Provided material
====
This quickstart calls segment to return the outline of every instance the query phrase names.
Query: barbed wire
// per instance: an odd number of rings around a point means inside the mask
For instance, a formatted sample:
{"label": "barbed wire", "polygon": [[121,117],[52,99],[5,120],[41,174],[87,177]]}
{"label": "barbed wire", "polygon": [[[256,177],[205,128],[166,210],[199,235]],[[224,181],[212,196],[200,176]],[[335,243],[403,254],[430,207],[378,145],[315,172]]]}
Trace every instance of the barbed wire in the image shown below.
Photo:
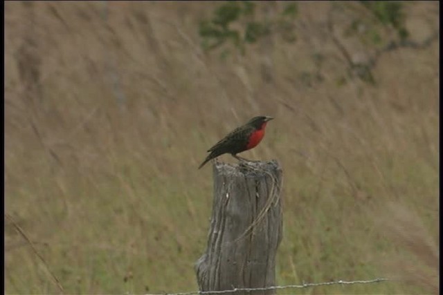
{"label": "barbed wire", "polygon": [[230,290],[221,291],[194,291],[190,292],[181,293],[159,293],[159,294],[147,294],[145,295],[193,295],[193,294],[220,294],[224,293],[234,293],[241,291],[269,291],[283,289],[295,289],[295,288],[307,288],[309,287],[328,286],[332,285],[355,285],[355,284],[372,284],[375,283],[381,283],[388,281],[387,278],[377,278],[373,280],[334,280],[324,283],[303,283],[302,285],[287,285],[284,286],[271,286],[258,288],[233,288]]}

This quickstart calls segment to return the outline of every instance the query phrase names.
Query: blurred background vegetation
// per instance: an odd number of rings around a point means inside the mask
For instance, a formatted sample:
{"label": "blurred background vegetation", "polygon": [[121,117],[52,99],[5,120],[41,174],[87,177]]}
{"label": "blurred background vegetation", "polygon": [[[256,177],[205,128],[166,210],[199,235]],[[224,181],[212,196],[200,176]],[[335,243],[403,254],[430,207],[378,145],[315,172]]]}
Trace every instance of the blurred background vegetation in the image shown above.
====
Description of the task
In your copy of the listing above, reproduce each line exactly and omit all pictures.

The reply
This quickstart calls segment to return the outline of every instance the query phrase names.
Query: barbed wire
// per instance: an odd number of rings around a point means inside the mask
For instance, a formatted sample:
{"label": "barbed wire", "polygon": [[121,117],[52,99],[5,120],[41,174],[87,177]]}
{"label": "barbed wire", "polygon": [[[256,177],[205,128],[166,210],[199,235]],[[224,181],[212,196],[200,176]],[[335,243],[403,254],[430,207],[378,145],[315,172]]]}
Trace every instance of the barbed wire in the image shown below.
Photo:
{"label": "barbed wire", "polygon": [[230,290],[221,291],[194,291],[190,292],[181,293],[159,293],[159,294],[147,294],[145,295],[193,295],[193,294],[220,294],[224,293],[234,293],[241,291],[269,291],[283,289],[295,289],[295,288],[307,288],[309,287],[328,286],[332,285],[355,285],[355,284],[372,284],[375,283],[381,283],[388,281],[387,278],[377,278],[373,280],[334,280],[324,283],[303,283],[302,285],[287,285],[284,286],[271,286],[258,288],[233,288]]}

This quickstart calls segment to return the outline of every instance the query phrase names.
Query: blurred background vegetation
// per instance: an odd number of rings around a point means inside the mask
For instance, a formatted sample:
{"label": "blurred background vegetation", "polygon": [[121,117],[52,99],[5,120],[41,174],[87,177]]}
{"label": "blurred background vegetation", "polygon": [[[256,177],[205,128],[166,210],[199,235]],[[224,181],[212,196],[200,176]],[[335,243],[403,254],[430,207],[378,145],[315,172]]]}
Trace every instance of the blurred background vegetation in the image shown above.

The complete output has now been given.